**Requisitos:** Presenta como CSV de dos columnas, «texto» y «respuesta», las entradas comprendidas entre la línea que contiene "# target: car taillight" y la que contiene "168 38 L 42", ambas incluidas. Cada entrada ocupa una fila con su texto y su respuesta, cada uno en un solo campo entre comillas y con los saltos de línea convertidos en espacios.

Registros de anotación de contornos
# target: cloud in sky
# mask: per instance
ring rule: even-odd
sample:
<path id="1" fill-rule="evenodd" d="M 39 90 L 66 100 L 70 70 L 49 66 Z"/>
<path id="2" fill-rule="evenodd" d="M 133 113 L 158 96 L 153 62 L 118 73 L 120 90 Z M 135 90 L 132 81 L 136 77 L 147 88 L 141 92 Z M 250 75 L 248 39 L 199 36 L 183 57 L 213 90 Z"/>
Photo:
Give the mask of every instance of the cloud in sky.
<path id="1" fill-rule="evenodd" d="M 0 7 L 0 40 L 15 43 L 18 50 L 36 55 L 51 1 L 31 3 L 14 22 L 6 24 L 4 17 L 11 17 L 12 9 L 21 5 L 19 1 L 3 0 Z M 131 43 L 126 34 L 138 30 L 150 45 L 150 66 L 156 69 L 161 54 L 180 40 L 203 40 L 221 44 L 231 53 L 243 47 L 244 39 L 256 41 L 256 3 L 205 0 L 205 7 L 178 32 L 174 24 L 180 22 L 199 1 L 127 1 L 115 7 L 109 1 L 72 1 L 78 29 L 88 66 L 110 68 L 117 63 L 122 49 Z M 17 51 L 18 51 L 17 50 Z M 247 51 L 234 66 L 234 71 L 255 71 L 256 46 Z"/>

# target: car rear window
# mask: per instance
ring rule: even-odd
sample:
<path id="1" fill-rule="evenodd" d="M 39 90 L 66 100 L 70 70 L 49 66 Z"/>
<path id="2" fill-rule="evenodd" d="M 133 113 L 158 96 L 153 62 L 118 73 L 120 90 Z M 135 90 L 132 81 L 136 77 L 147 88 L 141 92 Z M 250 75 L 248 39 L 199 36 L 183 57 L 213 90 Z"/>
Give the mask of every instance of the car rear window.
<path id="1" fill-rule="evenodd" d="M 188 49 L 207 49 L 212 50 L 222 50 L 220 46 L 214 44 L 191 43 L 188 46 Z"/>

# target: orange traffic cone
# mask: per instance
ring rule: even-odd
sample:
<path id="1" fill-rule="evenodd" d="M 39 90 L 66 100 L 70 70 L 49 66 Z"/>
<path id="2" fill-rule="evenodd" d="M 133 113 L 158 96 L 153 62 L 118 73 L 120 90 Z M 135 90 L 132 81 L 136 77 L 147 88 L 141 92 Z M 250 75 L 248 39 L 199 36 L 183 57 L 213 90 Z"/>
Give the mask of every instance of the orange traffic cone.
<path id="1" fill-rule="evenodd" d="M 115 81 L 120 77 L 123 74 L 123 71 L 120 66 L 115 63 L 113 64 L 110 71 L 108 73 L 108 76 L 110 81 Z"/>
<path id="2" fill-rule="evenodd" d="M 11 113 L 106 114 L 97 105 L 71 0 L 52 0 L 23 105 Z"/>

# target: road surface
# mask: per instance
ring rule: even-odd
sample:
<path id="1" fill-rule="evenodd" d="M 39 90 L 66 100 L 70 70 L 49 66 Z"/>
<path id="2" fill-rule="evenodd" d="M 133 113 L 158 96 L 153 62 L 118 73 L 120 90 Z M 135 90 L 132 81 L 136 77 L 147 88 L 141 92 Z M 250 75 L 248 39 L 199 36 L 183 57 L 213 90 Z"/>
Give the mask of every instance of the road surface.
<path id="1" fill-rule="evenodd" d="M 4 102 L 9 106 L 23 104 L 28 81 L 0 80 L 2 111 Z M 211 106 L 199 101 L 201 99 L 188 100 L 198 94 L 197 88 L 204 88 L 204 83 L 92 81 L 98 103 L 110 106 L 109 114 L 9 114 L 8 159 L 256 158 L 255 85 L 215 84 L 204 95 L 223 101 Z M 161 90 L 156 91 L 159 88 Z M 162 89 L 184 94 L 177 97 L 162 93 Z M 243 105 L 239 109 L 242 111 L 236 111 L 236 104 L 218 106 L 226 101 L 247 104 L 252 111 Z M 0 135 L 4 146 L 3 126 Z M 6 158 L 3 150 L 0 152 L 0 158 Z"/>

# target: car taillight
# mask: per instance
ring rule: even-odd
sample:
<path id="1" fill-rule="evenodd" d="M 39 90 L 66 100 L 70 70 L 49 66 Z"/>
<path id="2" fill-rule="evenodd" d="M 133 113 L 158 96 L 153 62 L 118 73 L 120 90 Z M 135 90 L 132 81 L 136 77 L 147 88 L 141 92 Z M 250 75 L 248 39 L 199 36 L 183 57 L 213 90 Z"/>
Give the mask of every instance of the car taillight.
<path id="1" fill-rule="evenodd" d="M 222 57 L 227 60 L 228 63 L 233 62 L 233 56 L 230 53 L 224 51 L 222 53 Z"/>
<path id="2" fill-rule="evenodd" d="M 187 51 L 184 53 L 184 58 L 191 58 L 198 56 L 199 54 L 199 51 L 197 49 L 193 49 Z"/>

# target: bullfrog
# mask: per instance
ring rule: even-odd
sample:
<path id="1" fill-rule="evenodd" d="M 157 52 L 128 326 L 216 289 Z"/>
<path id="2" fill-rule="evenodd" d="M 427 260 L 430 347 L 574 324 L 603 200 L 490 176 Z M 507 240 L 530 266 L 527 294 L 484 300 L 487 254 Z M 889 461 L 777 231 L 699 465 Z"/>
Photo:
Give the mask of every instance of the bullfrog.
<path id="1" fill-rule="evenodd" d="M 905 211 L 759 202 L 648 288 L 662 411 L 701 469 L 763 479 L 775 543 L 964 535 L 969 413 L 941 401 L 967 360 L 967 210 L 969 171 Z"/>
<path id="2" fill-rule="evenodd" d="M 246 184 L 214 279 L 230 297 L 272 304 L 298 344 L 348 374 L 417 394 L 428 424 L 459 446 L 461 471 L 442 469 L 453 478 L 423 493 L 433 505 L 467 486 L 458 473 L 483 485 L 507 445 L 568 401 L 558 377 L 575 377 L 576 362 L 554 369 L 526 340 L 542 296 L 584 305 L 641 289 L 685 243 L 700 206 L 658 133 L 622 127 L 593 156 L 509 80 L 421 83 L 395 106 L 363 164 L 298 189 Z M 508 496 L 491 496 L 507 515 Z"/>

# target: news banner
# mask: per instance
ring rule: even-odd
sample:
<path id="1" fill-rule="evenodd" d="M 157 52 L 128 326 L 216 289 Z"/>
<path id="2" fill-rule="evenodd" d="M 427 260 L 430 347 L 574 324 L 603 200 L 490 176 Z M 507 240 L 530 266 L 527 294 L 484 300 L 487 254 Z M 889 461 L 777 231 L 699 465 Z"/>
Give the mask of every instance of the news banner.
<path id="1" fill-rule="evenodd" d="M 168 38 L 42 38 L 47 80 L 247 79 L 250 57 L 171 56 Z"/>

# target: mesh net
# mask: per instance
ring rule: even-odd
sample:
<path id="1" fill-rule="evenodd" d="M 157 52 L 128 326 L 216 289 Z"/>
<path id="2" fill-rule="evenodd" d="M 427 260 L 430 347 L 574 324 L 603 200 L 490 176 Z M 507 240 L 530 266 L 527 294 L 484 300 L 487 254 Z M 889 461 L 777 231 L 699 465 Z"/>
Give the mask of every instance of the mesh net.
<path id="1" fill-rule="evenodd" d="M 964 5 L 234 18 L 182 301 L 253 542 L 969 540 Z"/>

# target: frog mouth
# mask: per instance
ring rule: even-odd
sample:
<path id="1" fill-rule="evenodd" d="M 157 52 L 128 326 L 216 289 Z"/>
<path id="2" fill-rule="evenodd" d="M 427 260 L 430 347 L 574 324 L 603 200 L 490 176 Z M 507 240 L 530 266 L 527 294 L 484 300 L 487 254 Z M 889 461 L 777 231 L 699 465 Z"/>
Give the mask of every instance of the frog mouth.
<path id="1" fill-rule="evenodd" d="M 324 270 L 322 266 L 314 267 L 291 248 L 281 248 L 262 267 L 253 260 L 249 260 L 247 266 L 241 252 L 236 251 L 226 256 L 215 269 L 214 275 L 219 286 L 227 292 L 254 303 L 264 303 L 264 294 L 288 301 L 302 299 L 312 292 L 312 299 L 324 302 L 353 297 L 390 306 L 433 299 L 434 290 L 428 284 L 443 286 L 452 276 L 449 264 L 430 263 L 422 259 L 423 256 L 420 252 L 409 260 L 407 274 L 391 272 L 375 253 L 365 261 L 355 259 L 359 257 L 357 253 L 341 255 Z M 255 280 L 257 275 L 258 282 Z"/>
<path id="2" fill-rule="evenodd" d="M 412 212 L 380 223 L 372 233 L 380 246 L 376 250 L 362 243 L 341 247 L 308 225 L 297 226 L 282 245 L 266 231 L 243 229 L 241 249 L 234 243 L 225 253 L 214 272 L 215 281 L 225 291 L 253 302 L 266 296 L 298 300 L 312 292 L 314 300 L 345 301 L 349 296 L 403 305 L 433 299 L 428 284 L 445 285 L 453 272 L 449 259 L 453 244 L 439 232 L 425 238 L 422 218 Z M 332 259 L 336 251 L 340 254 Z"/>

**Resultado del ejercicio:**
texto,respuesta
"# target: car taillight # mask: per instance ring rule: even-odd sample: <path id=""1"" fill-rule=""evenodd"" d=""M 39 90 L 66 100 L 70 70 L 49 66 Z""/> <path id=""2"" fill-rule=""evenodd"" d=""M 133 113 L 158 96 L 153 62 L 118 73 L 120 90 Z M 135 90 L 132 81 L 136 77 L 147 88 L 141 92 Z M 250 75 L 248 39 L 199 36 L 183 57 L 213 90 Z""/> Give the mask of every instance of the car taillight.","<path id=""1"" fill-rule=""evenodd"" d=""M 222 57 L 227 60 L 228 63 L 233 62 L 233 56 L 230 53 L 224 51 L 222 53 Z""/> <path id=""2"" fill-rule=""evenodd"" d=""M 187 51 L 184 53 L 184 58 L 191 58 L 198 56 L 199 54 L 199 51 L 197 49 L 193 49 Z""/>"
"# target: bullfrog # mask: per instance ring rule: even-odd sample: <path id=""1"" fill-rule=""evenodd"" d=""M 157 52 L 128 326 L 216 289 Z""/> <path id=""2"" fill-rule=""evenodd"" d=""M 427 260 L 430 347 L 574 324 L 603 200 L 490 176 Z M 507 240 L 530 266 L 527 294 L 484 300 L 487 254 Z M 889 461 L 777 231 L 699 465 Z""/> Photo: Give the mask of every instance of the bullfrog.","<path id=""1"" fill-rule=""evenodd"" d=""M 905 211 L 759 202 L 648 288 L 662 411 L 701 469 L 763 479 L 775 543 L 964 535 L 969 413 L 941 401 L 967 360 L 967 210 L 969 171 Z""/> <path id=""2"" fill-rule=""evenodd"" d=""M 246 184 L 214 279 L 230 297 L 272 304 L 298 344 L 348 374 L 417 394 L 428 424 L 459 446 L 461 471 L 442 469 L 453 478 L 423 493 L 433 505 L 467 486 L 458 473 L 483 485 L 507 445 L 568 401 L 558 377 L 575 377 L 576 362 L 554 369 L 526 340 L 542 296 L 584 305 L 641 289 L 685 243 L 700 206 L 658 133 L 622 127 L 593 156 L 509 80 L 421 83 L 395 106 L 363 164 L 298 189 Z M 508 496 L 491 496 L 507 515 Z""/>"
"# target: news banner # mask: per instance ring rule: even-odd sample: <path id=""1"" fill-rule=""evenodd"" d=""M 157 52 L 128 326 L 216 289 Z""/> <path id=""2"" fill-rule=""evenodd"" d=""M 427 260 L 430 347 L 574 324 L 603 200 L 490 176 Z M 507 240 L 530 266 L 527 294 L 484 300 L 487 254 Z M 889 461 L 777 231 L 699 465 Z""/> Give the mask of every instance of the news banner.","<path id=""1"" fill-rule=""evenodd"" d=""M 168 38 L 42 38 L 47 80 L 247 79 L 250 57 L 171 56 Z""/>"